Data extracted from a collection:
··········

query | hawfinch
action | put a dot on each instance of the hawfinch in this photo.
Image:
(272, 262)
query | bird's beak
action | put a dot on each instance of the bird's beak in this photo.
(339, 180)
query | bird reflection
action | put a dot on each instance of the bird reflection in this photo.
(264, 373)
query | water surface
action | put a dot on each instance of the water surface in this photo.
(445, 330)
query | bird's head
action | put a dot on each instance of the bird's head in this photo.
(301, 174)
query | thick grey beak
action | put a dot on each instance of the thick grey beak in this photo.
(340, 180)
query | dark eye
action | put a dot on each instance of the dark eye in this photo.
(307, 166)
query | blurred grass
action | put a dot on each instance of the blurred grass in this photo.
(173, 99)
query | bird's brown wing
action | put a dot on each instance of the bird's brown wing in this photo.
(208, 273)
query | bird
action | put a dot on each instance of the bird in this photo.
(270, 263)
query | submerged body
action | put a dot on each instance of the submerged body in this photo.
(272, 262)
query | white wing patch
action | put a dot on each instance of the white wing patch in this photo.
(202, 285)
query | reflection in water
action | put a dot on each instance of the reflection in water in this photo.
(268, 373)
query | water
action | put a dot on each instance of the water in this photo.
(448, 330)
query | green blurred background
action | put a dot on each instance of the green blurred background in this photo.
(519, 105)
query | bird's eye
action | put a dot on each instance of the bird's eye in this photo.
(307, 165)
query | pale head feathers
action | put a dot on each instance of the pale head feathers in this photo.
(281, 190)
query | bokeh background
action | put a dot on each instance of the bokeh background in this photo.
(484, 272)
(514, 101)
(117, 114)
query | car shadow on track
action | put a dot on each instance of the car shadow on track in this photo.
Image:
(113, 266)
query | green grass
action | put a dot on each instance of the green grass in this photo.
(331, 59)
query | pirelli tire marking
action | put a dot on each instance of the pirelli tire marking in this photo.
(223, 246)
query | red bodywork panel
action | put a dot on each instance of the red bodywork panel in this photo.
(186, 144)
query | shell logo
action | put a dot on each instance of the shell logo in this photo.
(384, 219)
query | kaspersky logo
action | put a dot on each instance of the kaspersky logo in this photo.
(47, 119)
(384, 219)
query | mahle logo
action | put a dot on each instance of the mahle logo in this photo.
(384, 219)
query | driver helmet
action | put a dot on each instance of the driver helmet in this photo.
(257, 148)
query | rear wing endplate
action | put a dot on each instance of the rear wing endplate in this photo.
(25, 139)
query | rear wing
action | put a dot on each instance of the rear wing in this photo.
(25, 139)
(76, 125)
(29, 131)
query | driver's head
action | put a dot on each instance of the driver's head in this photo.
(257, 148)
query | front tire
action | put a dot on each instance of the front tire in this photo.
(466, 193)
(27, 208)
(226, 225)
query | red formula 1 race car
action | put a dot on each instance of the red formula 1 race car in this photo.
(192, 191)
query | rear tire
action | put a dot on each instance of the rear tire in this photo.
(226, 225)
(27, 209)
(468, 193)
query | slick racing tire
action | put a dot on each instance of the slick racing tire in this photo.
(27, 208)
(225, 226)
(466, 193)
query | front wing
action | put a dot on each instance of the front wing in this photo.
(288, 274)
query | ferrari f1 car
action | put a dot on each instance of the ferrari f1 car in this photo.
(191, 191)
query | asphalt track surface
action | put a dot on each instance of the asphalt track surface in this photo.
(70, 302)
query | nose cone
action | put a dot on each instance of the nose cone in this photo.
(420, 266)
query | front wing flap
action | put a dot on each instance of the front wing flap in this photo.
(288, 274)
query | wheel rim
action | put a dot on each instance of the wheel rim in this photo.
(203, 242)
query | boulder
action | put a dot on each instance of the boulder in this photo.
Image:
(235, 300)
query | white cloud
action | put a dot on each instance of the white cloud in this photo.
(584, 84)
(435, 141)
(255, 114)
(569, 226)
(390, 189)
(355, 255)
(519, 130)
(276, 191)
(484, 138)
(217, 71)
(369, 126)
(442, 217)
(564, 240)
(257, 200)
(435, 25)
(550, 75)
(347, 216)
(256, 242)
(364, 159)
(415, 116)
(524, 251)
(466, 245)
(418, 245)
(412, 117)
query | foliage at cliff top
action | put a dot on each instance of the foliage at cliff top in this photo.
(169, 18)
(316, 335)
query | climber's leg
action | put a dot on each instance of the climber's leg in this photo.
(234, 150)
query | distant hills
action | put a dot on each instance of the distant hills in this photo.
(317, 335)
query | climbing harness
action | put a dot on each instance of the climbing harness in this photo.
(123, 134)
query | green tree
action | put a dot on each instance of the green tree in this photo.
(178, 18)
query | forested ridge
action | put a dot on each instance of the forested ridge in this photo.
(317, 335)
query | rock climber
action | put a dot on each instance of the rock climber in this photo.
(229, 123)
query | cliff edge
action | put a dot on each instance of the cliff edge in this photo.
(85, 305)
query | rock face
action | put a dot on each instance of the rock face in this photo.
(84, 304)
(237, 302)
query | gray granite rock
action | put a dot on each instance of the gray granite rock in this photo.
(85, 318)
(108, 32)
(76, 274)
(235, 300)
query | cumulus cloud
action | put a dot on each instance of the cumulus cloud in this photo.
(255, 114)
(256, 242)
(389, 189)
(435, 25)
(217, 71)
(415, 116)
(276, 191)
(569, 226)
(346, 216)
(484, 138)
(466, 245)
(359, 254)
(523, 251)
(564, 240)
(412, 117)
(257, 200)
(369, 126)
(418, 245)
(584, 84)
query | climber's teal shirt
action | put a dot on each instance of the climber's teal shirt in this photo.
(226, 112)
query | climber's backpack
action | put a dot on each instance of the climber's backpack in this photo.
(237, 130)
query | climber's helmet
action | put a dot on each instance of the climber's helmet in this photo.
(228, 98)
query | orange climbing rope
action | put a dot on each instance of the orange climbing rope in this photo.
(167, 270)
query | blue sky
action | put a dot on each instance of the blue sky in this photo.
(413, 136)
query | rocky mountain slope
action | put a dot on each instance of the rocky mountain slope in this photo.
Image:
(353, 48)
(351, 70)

··········

| TASK |
Tally the lines in the records that contain the word "slope"; the answer is that number and nothing more.

| OUTPUT |
2